• [Testo di lettura]:
Più di recente, anzi, molto più di recente li ho ascoltati nella reunion all’Elfo Puccini del gennaio 2020, giusto un mesetto prima dell’onda maligna Covid. Fu una bella serata, di ricordi e ottima musica, per nulla scalfita dal passare degli anni.

Mi fa piacere ritrovarli ora con un nuovo lavoro, “Proteggimi da ciò che voglio”, uscito da una settimana. Un piccolo disco, se non altro per la durata contenuta, una mezz’oretta, con otto inediti e un paio di ripescaggi dal passato (con ospiti).

Lo stile del gruppo è immediatamente riconoscibile, senza troppe deviazioni dalla via maestra. O, peggio, concessioni al (cattivo) gusto contemporaneo.

Cesare Malfatti è un architetto sonoro dal tocco inconfondibile e Giò, come sempre, canta benissimo, con quella voce profonda che sa come dare peso alle parole. Parole, scritte da Alessandro Cremonesi, che mescolano pubblico e privato, politico e poetico, in una serie di “canzoni polietiche”, come loro amano definirle.

I La Crus parlano del nostro mondo e ne denunciano le contraddizioni e le negatività, dalla follia dei social all’alienazione lavorativa che ci ruba il tempo e l’anima. Ma non c’è retorica, presunzione o faciloneria, semmai uno sguardo lieve e sofferto, con un barlume di speranza nella sempiterna forza dell’amore.

Ecco, allora, l’evocativa malinconia di “La pioggia”, uno dei nuovi migliori pezzi, accanto al blues moderno (un po’ alla Depeche Mode) di “Mangia dormi lavora ripeti” e alla melodia vincente della “title-track”.

• [Esercizio]:
Ricopia la parte del testo sul nuovo disco dei La Crus, partendo dalle parole "Più di recente, anzi, molto" e fermandoti dopo "(cattivo) gusto contemporaneo.". Basati unicamente sul testo, senza ricorrere ad altre fonti.

• [Materiale fornito]:

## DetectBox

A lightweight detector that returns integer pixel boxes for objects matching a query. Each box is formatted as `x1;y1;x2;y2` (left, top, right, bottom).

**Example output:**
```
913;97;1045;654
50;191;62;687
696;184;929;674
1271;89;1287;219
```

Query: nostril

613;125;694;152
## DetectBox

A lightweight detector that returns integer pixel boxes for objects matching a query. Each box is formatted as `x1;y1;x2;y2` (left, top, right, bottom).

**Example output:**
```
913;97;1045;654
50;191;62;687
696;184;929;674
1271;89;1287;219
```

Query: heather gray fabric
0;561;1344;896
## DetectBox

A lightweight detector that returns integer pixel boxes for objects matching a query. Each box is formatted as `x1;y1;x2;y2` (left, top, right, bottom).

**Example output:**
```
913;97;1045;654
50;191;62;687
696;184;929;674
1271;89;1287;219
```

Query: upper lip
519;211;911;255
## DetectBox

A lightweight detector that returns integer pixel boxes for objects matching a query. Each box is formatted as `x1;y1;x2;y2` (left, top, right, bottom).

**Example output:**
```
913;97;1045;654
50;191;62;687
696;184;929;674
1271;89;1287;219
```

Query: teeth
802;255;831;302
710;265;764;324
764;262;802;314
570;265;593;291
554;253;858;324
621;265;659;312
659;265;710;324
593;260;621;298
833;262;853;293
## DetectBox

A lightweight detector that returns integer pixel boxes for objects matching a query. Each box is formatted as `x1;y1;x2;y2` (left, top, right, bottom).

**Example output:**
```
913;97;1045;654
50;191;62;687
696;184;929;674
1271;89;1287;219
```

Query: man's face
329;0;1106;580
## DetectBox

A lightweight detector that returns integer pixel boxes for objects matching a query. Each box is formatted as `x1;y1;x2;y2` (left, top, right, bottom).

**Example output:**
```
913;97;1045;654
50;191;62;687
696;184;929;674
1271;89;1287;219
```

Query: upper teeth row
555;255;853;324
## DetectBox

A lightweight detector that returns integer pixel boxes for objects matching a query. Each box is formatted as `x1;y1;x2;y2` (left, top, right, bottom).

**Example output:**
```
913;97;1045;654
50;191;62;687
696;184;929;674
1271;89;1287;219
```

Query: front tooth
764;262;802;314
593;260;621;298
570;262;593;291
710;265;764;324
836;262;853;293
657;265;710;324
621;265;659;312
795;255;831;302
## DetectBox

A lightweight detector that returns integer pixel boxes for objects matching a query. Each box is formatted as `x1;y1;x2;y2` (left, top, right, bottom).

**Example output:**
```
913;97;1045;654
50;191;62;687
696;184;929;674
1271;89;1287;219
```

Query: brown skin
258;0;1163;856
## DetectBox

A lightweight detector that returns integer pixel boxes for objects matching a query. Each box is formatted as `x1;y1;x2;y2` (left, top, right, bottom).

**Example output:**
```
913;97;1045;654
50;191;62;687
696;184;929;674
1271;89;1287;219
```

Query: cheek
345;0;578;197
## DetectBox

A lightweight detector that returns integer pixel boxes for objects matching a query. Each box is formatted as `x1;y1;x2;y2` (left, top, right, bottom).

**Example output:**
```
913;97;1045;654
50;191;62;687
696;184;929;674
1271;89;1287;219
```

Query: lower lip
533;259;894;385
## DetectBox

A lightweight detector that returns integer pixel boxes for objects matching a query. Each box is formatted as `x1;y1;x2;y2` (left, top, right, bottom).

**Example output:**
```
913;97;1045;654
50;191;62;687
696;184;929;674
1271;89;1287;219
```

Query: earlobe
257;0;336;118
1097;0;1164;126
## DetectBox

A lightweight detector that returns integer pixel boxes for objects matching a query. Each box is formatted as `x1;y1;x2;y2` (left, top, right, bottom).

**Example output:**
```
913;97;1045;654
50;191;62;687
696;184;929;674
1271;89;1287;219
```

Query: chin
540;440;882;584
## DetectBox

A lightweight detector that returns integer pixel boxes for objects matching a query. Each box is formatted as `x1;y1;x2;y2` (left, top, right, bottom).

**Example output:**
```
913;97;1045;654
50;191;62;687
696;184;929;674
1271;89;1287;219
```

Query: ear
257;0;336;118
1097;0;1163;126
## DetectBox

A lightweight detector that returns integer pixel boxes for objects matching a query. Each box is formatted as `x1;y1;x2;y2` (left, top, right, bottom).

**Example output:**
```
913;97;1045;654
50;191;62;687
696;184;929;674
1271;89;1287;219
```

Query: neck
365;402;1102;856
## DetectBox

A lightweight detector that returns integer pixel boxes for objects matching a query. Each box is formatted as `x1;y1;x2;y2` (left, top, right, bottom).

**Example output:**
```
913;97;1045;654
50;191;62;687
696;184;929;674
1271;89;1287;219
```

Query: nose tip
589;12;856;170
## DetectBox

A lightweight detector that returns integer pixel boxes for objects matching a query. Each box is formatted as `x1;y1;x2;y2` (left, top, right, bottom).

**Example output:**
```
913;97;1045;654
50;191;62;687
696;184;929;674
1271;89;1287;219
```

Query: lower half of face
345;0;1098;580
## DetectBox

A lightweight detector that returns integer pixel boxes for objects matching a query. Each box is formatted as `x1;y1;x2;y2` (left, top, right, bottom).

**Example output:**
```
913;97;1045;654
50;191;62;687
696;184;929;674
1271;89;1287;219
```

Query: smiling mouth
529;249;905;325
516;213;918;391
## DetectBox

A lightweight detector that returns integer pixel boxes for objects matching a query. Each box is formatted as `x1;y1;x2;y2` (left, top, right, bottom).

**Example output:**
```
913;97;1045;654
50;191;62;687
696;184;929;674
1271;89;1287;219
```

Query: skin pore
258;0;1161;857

• [Soluzione]:
Più di recente, anzi, molto più di recente li ho ascoltati nella reunion all’Elfo Puccini del gennaio 2020, giusto un mesetto prima dell’onda maligna Covid. Fu una bella serata, di ricordi e ottima musica, per nulla scalfita dal passare degli anni.

Mi fa piacere ritrovarli ora con un nuovo lavoro, “Proteggimi da ciò che voglio”, uscito da una settimana. Un piccolo disco, se non altro per la durata contenuta, una mezz’oretta, con otto inediti e un paio di ripescaggi dal passato (con ospiti).

Lo stile del gruppo è immediatamente riconoscibile, senza troppe deviazioni dalla via maestra. O, peggio, concessioni al (cattivo) gusto contemporaneo.